**** RECORDED DATA
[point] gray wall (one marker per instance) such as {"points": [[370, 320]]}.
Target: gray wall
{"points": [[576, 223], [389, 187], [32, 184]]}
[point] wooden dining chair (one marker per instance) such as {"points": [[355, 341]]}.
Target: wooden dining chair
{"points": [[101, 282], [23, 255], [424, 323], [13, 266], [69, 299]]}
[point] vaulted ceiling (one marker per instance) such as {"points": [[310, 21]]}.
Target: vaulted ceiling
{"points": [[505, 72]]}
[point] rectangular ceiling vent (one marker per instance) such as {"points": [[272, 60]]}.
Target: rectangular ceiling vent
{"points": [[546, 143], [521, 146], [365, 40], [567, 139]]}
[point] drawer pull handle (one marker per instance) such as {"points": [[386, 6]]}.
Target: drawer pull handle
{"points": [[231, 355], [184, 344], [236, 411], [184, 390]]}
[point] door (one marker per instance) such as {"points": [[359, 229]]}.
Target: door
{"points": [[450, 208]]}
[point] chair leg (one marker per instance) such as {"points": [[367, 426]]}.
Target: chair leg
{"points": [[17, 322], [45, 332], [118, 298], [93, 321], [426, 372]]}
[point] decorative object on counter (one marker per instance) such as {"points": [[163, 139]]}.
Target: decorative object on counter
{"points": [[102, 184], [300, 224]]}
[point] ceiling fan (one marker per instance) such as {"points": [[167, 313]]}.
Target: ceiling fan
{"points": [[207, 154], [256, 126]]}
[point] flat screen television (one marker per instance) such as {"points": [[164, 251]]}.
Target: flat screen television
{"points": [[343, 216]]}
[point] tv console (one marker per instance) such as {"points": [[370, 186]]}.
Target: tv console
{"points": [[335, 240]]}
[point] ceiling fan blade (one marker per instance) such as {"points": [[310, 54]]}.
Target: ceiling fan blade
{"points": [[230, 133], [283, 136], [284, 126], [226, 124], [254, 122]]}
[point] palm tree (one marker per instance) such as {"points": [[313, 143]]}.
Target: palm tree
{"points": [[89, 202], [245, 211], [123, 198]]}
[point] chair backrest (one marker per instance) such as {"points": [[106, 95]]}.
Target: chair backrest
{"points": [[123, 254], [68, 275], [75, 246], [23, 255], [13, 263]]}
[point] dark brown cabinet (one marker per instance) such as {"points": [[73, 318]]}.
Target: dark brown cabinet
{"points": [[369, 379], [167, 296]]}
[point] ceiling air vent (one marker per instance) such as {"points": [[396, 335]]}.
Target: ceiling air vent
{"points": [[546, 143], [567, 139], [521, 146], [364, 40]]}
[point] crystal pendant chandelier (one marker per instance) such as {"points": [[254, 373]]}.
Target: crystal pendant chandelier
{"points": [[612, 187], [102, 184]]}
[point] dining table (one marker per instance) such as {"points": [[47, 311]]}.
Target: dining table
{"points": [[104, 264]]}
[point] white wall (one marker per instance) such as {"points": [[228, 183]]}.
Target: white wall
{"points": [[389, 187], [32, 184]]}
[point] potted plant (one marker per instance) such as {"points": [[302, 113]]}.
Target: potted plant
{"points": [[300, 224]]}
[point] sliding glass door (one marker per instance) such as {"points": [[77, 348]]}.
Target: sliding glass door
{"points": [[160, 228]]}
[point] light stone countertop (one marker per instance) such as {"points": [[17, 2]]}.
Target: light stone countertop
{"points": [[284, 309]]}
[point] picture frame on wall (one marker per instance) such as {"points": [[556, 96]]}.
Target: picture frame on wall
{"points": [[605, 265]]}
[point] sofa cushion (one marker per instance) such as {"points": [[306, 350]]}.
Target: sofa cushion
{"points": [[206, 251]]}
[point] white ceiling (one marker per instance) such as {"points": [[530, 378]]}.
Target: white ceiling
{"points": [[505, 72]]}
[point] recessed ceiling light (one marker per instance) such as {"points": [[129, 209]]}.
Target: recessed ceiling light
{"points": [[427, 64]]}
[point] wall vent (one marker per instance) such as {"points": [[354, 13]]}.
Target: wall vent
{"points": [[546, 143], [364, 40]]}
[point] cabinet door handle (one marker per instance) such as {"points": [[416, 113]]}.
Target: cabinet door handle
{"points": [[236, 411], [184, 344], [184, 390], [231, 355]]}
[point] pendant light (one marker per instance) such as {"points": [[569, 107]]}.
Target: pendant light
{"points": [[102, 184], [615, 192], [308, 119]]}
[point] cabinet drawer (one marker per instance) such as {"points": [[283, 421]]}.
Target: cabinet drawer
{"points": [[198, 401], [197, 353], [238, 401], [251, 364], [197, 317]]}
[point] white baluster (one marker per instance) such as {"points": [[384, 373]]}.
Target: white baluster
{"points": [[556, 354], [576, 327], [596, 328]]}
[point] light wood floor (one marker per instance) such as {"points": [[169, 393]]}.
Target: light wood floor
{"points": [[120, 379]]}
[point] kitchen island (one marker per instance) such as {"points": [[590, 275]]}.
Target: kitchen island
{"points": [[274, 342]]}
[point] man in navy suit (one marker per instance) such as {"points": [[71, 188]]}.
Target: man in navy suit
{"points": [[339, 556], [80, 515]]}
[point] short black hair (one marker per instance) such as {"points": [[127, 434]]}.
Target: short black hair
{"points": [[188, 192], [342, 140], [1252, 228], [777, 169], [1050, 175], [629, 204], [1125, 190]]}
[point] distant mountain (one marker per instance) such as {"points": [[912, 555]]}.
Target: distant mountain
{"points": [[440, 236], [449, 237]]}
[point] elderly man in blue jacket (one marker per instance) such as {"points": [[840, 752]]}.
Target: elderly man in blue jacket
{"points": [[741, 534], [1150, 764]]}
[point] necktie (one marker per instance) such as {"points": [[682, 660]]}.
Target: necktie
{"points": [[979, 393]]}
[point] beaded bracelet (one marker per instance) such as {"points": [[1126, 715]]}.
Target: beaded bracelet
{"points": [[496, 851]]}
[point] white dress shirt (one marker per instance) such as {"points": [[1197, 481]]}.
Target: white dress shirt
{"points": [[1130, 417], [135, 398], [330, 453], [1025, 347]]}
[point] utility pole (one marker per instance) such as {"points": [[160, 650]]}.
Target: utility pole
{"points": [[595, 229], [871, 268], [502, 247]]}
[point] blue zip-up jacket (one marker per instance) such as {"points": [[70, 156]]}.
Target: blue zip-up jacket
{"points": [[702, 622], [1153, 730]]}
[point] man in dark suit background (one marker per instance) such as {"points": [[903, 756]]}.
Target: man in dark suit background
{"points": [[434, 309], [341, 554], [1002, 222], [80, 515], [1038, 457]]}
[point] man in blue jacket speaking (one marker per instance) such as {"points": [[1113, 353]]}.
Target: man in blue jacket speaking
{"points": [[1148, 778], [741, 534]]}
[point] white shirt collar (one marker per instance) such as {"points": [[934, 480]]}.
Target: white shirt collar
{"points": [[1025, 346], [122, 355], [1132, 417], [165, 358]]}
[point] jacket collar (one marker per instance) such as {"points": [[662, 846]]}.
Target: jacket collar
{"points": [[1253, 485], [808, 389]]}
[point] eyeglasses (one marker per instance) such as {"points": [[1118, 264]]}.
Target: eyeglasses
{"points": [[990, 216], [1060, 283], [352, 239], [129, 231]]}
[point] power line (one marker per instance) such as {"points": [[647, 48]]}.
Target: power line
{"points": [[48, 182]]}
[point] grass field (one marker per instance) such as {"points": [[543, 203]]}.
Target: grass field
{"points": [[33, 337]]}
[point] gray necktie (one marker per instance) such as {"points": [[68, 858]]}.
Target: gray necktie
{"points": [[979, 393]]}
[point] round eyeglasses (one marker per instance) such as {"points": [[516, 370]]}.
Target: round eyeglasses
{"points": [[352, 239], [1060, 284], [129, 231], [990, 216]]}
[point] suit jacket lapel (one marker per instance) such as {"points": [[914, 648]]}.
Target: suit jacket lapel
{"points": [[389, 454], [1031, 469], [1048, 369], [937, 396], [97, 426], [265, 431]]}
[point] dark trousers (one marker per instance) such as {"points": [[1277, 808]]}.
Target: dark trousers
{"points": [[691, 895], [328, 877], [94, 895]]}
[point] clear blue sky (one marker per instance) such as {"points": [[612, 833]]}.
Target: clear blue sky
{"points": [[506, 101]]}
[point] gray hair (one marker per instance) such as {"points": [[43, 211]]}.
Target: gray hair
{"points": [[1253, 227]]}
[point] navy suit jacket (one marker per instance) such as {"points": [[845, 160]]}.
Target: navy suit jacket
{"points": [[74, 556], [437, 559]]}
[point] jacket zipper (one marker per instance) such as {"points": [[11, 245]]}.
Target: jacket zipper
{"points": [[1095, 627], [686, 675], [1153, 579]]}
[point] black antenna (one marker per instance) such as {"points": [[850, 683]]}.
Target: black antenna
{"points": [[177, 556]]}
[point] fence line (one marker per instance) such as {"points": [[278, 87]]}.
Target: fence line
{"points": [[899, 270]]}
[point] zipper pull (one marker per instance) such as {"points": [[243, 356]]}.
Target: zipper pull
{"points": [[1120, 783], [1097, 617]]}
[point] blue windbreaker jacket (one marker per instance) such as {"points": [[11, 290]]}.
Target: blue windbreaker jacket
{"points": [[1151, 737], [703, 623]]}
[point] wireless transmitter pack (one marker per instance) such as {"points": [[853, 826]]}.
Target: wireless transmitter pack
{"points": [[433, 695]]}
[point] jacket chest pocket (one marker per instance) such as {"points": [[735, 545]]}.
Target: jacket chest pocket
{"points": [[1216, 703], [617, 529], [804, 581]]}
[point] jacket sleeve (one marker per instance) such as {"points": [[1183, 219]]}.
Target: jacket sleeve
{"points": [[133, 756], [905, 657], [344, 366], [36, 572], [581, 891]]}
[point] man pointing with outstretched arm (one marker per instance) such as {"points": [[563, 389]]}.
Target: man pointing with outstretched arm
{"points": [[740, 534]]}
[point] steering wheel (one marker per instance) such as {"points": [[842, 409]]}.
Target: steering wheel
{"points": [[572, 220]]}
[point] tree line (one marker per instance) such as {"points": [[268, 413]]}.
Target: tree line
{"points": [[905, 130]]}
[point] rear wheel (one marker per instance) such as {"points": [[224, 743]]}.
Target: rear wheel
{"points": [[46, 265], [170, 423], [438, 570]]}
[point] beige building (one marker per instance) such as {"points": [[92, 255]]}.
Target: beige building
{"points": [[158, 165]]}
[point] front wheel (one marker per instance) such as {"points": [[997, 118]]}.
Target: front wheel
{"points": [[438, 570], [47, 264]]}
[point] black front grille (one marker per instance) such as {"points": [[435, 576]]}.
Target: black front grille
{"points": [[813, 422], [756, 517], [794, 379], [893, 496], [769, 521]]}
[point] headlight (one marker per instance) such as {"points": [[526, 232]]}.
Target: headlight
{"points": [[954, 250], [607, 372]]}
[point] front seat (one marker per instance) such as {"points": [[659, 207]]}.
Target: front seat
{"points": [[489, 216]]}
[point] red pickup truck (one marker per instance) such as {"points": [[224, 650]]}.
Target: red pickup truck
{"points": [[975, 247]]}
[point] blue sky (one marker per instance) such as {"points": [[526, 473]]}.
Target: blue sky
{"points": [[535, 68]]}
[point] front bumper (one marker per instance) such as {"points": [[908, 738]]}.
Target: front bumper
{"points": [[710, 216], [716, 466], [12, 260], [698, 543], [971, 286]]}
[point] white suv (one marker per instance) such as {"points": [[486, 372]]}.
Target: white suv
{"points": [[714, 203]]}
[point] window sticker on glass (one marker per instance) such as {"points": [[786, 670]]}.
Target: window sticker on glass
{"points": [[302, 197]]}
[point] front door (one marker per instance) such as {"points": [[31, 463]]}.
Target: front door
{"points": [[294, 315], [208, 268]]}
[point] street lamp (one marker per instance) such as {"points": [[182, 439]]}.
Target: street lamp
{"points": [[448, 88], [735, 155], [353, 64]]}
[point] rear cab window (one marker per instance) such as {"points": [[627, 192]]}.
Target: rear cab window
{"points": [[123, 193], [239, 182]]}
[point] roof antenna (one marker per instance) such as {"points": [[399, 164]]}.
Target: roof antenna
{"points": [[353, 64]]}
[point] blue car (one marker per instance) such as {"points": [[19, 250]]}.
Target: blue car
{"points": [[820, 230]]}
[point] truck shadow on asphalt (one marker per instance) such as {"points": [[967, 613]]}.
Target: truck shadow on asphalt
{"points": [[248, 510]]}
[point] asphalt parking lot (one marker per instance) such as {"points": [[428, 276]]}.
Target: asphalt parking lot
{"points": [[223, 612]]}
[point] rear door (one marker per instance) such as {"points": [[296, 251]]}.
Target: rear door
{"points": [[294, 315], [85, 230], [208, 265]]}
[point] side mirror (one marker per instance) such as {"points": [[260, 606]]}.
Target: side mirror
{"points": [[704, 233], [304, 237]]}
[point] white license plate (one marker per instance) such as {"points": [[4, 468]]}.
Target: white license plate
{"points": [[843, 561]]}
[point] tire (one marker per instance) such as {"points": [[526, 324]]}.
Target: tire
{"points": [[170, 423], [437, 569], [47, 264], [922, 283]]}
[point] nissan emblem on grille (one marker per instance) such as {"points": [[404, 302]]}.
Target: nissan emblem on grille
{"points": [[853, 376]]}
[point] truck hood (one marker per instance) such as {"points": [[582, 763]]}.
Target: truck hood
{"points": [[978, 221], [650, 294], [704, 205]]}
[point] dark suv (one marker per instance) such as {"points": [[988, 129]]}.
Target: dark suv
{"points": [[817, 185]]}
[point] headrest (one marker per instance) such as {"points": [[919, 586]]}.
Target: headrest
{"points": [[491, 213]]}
********
**EXERCISE:**
Return, exactly as they stand, the lines from the start of the records above through the line with "[point] chair backrest", both ends included, and no other lines.

**RESULT OF THE TASK:**
[point] gray wall (one marker per instance) such as {"points": [[370, 320]]}.
Target: gray wall
{"points": [[576, 223], [389, 187], [32, 184]]}
[point] wooden dining chair (one marker per instance) such as {"points": [[355, 341]]}.
Target: wooden dining chair
{"points": [[101, 282], [23, 255], [424, 323], [13, 266], [69, 299]]}
[point] vaulted ceiling (one marker per instance) such as {"points": [[310, 21]]}.
Target: vaulted ceiling
{"points": [[505, 72]]}
[point] rectangular ceiling vent (one marker per instance) such as {"points": [[272, 60]]}.
Target: rectangular ceiling vent
{"points": [[546, 143], [521, 146], [365, 40], [567, 139]]}
[point] drawer pull handle (one marker per instance) such as {"points": [[386, 6]]}.
Target: drawer pull handle
{"points": [[231, 355], [184, 344], [236, 411], [184, 390]]}
[point] door (one marker per instance) such as {"points": [[359, 229]]}.
Target: door
{"points": [[450, 208]]}
[point] chair leg (one marker per instance) such as {"points": [[367, 426]]}.
Target: chair leg
{"points": [[17, 322], [45, 332], [118, 298], [93, 321], [426, 372]]}
[point] decorative object on counter (one marker per instance) such as {"points": [[163, 139]]}.
Target: decorative object on counter
{"points": [[102, 184], [300, 224]]}
[point] ceiling fan (one marker per instance) such as {"points": [[167, 313]]}.
Target: ceiling fan
{"points": [[207, 154], [256, 126]]}
[point] flat screen television (one marker per instance) such as {"points": [[164, 251]]}.
Target: flat screen television
{"points": [[343, 216]]}
[point] tv console (one marker per instance) such as {"points": [[370, 186]]}.
Target: tv console
{"points": [[335, 240]]}
[point] ceiling fan blade (one marker per instance) such as {"points": [[310, 54]]}.
Target: ceiling fan blade
{"points": [[230, 133], [283, 136], [284, 126], [226, 124], [254, 122]]}
[point] palm tree (one marker per instance) such as {"points": [[313, 143]]}.
Target: palm tree
{"points": [[89, 202], [245, 211], [123, 198]]}
[point] chair backrest (one marker per instance) such as {"points": [[106, 95]]}.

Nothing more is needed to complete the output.